DATA PROVIDED:
__________________________________________________

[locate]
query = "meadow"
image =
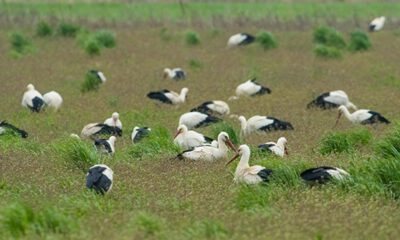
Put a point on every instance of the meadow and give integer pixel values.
(42, 179)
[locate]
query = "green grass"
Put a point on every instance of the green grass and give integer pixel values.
(338, 142)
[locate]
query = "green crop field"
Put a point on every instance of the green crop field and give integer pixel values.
(155, 196)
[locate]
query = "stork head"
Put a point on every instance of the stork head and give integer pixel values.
(115, 116)
(181, 129)
(243, 149)
(30, 87)
(224, 137)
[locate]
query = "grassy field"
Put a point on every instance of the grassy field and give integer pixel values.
(207, 12)
(42, 191)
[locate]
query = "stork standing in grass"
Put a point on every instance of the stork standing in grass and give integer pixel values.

__________________________________________________

AIM OF THE EXERCISE: Put the lines above into a Markdown table with the columns Row and Text, one numbered row per line, skipping blank lines and leaving out the pictures.

SOLVED EXERCISE:
| Row | Text |
|---|---|
| 1 | [locate] |
| 2 | query = "meadow" |
| 3 | image = |
| 4 | Put a point on every instance of the meadow and give integer pixel values. |
| 5 | (42, 179) |
| 6 | [locate] |
| 7 | query = "green grass" |
| 8 | Put a point on every instance of the green grass and give integer pixel values. |
| 9 | (338, 142) |
| 10 | [locate] |
| 11 | query = "green crop field" |
| 12 | Put a point on every instance of the green crop field and give integer pixel values. |
| 13 | (155, 196) |
| 14 | [locate] |
| 15 | query = "stork head" |
| 16 | Put a point on every instance of the stork head and give integer pixel values. |
| 17 | (115, 116) |
| 18 | (181, 129) |
| 19 | (243, 149) |
| 20 | (30, 87) |
| 21 | (224, 137) |
| 22 | [locate] |
| 23 | query = "grassy field" |
| 24 | Put a point on every instance of the grassy field and give integer pixel values. |
| 25 | (207, 12) |
| 26 | (42, 191) |
| 27 | [locate] |
| 28 | query = "stork standing in grass" |
| 29 | Put a point on every instance of the stork standing in grass and give integer pixel values. |